▶ **Required task**
Copy nothing but the lines running from the one containing "Pick out each instance of the front grille" through the end of the listing below. Drop the pictures.

*** Provided entries ***

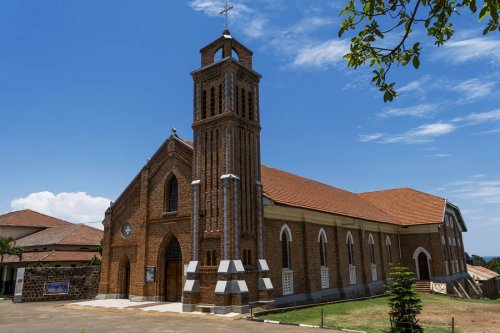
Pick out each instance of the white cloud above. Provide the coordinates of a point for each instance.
(76, 207)
(486, 191)
(370, 137)
(471, 49)
(474, 89)
(321, 55)
(428, 132)
(421, 134)
(414, 111)
(417, 86)
(483, 117)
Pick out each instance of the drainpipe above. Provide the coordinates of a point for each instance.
(400, 254)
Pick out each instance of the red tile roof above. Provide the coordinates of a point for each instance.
(292, 190)
(408, 206)
(52, 256)
(398, 206)
(481, 273)
(30, 218)
(74, 234)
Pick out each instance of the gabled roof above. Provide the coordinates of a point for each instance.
(481, 273)
(30, 218)
(404, 206)
(292, 190)
(51, 256)
(409, 206)
(74, 234)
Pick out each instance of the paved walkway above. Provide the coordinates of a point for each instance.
(144, 306)
(61, 317)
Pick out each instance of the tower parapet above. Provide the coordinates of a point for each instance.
(227, 220)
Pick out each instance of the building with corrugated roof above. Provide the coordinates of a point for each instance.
(46, 242)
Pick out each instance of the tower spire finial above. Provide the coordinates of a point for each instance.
(225, 12)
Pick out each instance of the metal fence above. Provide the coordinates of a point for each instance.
(319, 317)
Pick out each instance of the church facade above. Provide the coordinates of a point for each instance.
(206, 224)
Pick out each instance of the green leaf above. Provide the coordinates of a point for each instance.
(416, 62)
(483, 13)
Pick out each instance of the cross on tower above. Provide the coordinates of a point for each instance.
(225, 11)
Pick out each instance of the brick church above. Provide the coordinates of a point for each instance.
(206, 224)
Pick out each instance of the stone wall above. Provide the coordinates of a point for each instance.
(83, 283)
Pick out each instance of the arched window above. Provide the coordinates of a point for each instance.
(209, 258)
(322, 247)
(212, 102)
(455, 253)
(371, 247)
(243, 103)
(285, 239)
(214, 258)
(388, 244)
(220, 98)
(443, 247)
(172, 195)
(250, 105)
(204, 104)
(350, 248)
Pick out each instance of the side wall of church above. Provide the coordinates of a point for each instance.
(306, 260)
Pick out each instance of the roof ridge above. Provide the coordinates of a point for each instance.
(52, 217)
(74, 227)
(391, 218)
(305, 178)
(14, 214)
(403, 188)
(49, 253)
(382, 210)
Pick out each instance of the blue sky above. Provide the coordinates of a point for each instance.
(90, 89)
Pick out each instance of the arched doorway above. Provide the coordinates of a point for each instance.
(124, 278)
(423, 267)
(173, 272)
(422, 257)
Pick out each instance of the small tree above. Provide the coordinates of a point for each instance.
(403, 300)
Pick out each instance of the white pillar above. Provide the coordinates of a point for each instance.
(4, 277)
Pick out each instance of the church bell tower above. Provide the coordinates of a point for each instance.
(227, 267)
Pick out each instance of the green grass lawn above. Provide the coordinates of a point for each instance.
(372, 315)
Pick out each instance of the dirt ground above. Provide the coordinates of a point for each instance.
(59, 317)
(470, 316)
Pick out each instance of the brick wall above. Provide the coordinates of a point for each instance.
(83, 283)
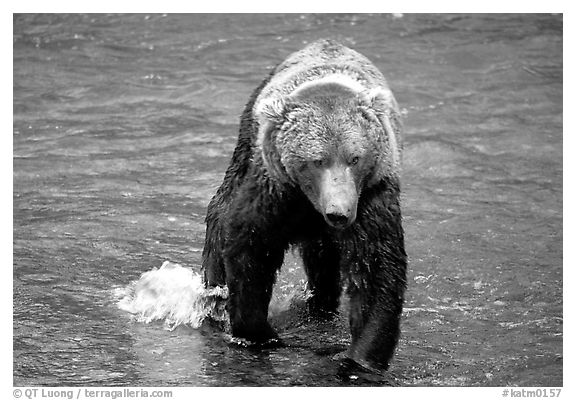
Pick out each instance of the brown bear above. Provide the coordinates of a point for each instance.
(316, 166)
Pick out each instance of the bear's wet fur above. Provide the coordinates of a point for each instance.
(315, 166)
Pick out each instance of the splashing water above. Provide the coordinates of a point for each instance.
(174, 294)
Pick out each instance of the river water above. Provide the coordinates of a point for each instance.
(124, 125)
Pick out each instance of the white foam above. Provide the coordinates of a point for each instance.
(174, 294)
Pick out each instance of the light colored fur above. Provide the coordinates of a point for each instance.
(326, 62)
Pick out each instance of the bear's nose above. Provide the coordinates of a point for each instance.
(337, 220)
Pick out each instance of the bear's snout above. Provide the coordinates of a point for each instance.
(338, 197)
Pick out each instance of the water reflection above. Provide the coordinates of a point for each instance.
(123, 126)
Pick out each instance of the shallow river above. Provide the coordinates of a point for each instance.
(124, 125)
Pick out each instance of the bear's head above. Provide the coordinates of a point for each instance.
(332, 144)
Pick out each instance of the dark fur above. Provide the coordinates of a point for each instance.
(251, 222)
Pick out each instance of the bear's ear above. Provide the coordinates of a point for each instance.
(380, 100)
(271, 111)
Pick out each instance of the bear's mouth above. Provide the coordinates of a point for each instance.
(338, 220)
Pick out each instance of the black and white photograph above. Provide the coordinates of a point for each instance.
(287, 200)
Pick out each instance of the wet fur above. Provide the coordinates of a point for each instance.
(259, 212)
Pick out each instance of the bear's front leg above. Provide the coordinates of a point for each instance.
(376, 263)
(252, 257)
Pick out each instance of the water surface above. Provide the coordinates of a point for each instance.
(124, 125)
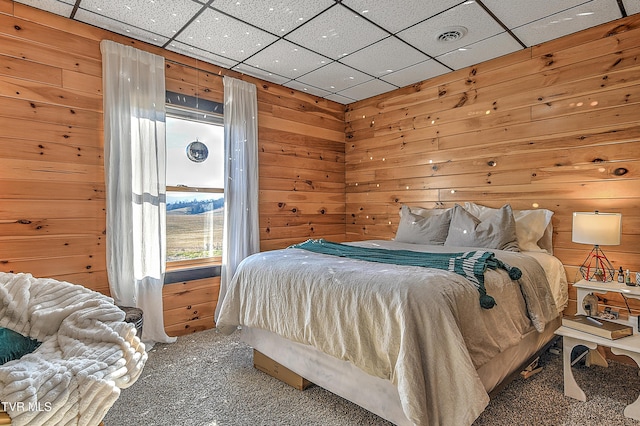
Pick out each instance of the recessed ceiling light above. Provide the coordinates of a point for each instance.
(451, 34)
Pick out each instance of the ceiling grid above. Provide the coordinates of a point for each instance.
(342, 50)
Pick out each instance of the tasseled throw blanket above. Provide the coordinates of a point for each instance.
(472, 264)
(88, 353)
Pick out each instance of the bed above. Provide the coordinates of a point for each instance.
(420, 340)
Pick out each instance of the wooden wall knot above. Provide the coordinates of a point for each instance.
(617, 30)
(621, 171)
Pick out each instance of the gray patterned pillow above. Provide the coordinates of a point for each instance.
(497, 231)
(416, 229)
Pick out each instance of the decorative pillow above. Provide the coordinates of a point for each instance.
(425, 212)
(417, 229)
(14, 345)
(497, 231)
(533, 227)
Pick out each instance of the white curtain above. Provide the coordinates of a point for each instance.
(241, 235)
(134, 146)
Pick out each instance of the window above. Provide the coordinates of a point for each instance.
(195, 187)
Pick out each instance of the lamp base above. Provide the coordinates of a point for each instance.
(596, 267)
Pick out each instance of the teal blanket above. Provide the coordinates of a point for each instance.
(471, 265)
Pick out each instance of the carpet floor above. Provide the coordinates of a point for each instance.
(207, 379)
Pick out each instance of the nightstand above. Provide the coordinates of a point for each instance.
(585, 287)
(629, 346)
(571, 338)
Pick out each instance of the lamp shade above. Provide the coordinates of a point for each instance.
(597, 228)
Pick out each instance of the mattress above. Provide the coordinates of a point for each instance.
(421, 329)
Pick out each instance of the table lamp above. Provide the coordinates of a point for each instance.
(598, 229)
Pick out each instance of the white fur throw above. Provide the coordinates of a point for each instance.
(88, 352)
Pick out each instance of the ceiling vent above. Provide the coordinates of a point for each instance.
(451, 34)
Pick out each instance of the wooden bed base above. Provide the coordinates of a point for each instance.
(382, 399)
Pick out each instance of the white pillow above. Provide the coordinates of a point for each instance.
(416, 229)
(533, 227)
(497, 230)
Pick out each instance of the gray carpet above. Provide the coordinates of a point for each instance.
(207, 379)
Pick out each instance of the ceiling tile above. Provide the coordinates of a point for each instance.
(569, 21)
(159, 17)
(419, 72)
(63, 8)
(384, 57)
(631, 6)
(334, 77)
(339, 98)
(307, 88)
(399, 14)
(514, 13)
(276, 16)
(473, 18)
(225, 36)
(258, 73)
(194, 52)
(336, 33)
(486, 49)
(287, 59)
(367, 89)
(120, 27)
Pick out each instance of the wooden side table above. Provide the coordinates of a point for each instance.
(629, 346)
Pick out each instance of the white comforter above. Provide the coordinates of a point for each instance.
(88, 353)
(423, 329)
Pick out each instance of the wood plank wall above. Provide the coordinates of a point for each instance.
(555, 126)
(52, 195)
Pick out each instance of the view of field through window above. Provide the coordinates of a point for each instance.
(195, 214)
(194, 225)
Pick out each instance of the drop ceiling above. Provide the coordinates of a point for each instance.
(342, 50)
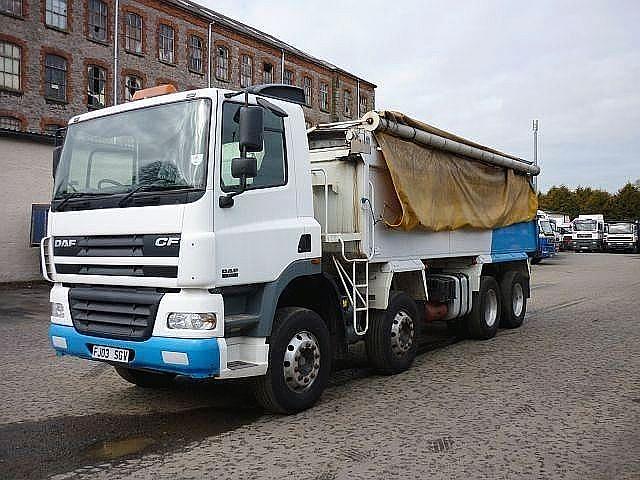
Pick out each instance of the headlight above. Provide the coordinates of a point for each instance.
(192, 321)
(57, 310)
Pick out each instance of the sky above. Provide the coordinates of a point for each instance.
(485, 69)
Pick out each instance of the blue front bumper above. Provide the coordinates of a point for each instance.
(203, 354)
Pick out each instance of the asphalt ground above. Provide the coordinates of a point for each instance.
(557, 398)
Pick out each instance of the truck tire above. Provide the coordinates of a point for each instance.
(485, 314)
(146, 379)
(299, 362)
(514, 299)
(391, 340)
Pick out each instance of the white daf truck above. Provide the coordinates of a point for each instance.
(622, 236)
(208, 234)
(588, 233)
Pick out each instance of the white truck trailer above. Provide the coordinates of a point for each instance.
(588, 233)
(208, 234)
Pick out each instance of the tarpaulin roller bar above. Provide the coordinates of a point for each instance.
(464, 185)
(399, 125)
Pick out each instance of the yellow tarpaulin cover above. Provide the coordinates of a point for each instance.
(439, 190)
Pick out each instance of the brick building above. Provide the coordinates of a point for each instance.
(57, 59)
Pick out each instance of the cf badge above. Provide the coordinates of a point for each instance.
(167, 241)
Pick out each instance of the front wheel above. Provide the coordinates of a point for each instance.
(299, 362)
(145, 379)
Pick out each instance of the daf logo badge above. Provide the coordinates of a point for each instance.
(65, 242)
(167, 241)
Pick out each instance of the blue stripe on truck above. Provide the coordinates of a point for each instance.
(513, 242)
(203, 353)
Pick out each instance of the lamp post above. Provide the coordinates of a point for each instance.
(535, 152)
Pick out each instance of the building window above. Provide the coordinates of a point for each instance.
(10, 66)
(246, 71)
(363, 105)
(56, 14)
(165, 50)
(324, 97)
(97, 80)
(222, 63)
(12, 7)
(133, 33)
(55, 78)
(10, 123)
(348, 110)
(51, 129)
(195, 53)
(307, 84)
(98, 20)
(267, 73)
(288, 77)
(131, 85)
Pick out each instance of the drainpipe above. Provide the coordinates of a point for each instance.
(115, 55)
(358, 97)
(209, 64)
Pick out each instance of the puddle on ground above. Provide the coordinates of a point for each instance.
(114, 449)
(42, 448)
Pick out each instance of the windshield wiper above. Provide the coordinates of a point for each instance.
(155, 184)
(71, 196)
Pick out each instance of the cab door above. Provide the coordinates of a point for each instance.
(257, 237)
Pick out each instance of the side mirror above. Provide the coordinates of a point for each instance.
(251, 129)
(57, 151)
(244, 167)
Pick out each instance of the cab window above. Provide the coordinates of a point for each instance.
(272, 160)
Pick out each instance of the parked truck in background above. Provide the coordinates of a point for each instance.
(622, 236)
(547, 243)
(588, 233)
(207, 234)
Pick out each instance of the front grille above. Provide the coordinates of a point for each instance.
(121, 270)
(113, 312)
(147, 245)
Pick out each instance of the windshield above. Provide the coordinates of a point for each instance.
(585, 225)
(621, 228)
(545, 227)
(164, 147)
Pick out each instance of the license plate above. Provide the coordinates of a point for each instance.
(110, 353)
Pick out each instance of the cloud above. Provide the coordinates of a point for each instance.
(484, 70)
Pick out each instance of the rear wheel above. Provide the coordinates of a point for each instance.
(485, 314)
(299, 362)
(514, 300)
(391, 339)
(146, 379)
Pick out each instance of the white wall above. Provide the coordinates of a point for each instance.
(25, 178)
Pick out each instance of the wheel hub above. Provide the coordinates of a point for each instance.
(517, 299)
(301, 361)
(402, 333)
(491, 308)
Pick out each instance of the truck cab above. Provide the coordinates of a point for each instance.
(588, 233)
(622, 236)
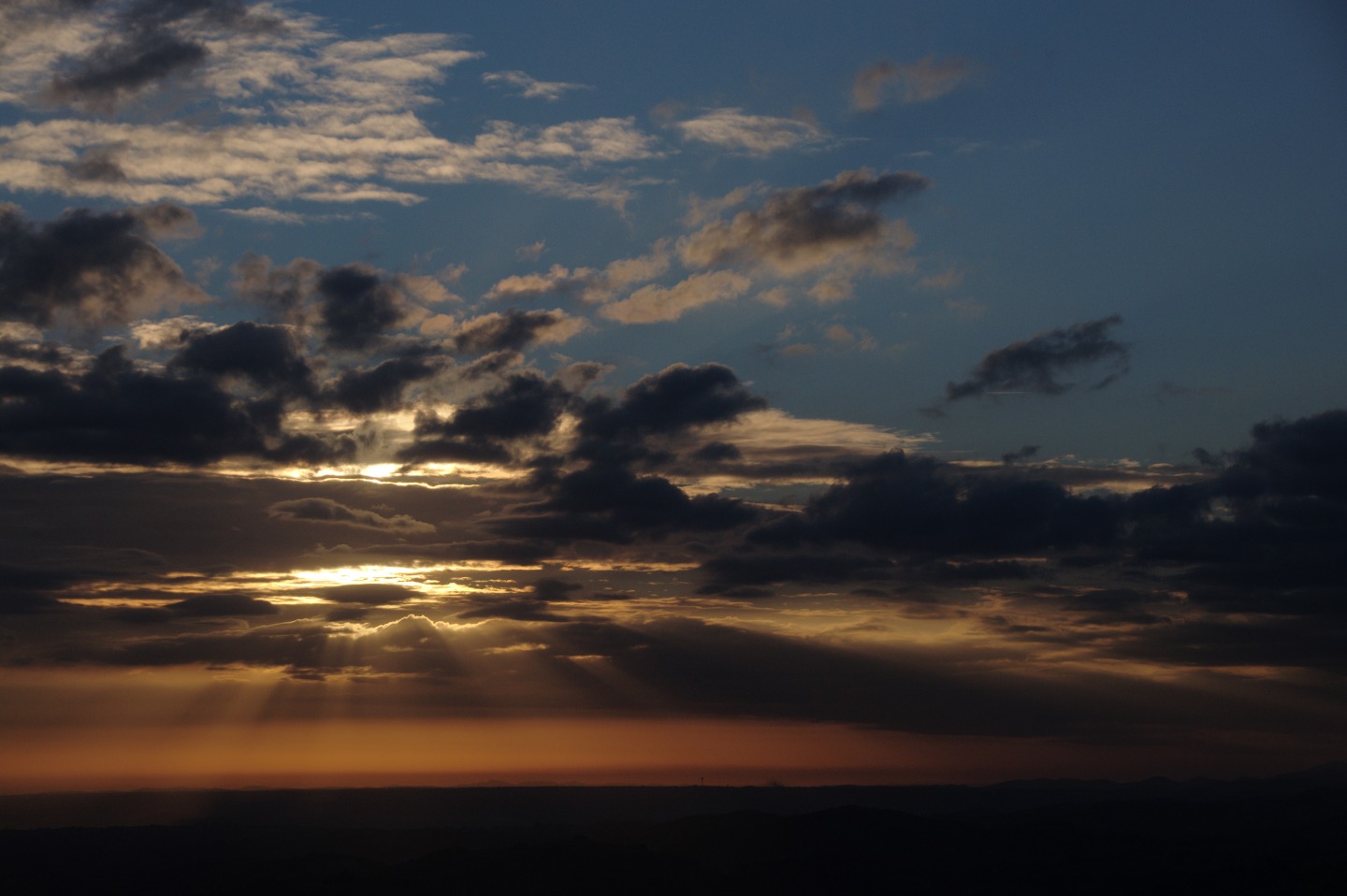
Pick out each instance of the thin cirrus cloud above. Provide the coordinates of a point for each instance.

***

▶ **Response to the task**
Pick out each instance of the front grille above. Provide the coordinates of a point for each instance.
(121, 270)
(113, 312)
(147, 245)
Pick out each instance of the windshield above. Provide the coordinates of a point for each instance.
(585, 225)
(621, 228)
(545, 227)
(164, 147)
Pick out each instance of the license plate above. Provide the coordinates of a point for each instance.
(110, 353)
Pick out each instance of the cloud above. Provide the coordinates of a point for each instance.
(484, 70)
Pick out each instance of the rear wheel above. Provide the coordinates of a point for each instance.
(485, 314)
(299, 362)
(514, 300)
(391, 339)
(146, 379)
Pick out each instance of the white wall above. Provide the coordinates of a point for each instance.
(25, 178)
Pick out each instance of the wheel hub above. Provide the coordinates of a point for each instance.
(517, 299)
(301, 361)
(402, 333)
(491, 308)
Pick out each instance of the truck cab above. Provide the coordinates of a point for each instance.
(588, 233)
(622, 236)
Pick out each instance of the thin cirrus cloud above. Provide the coordinates of a point for each instance.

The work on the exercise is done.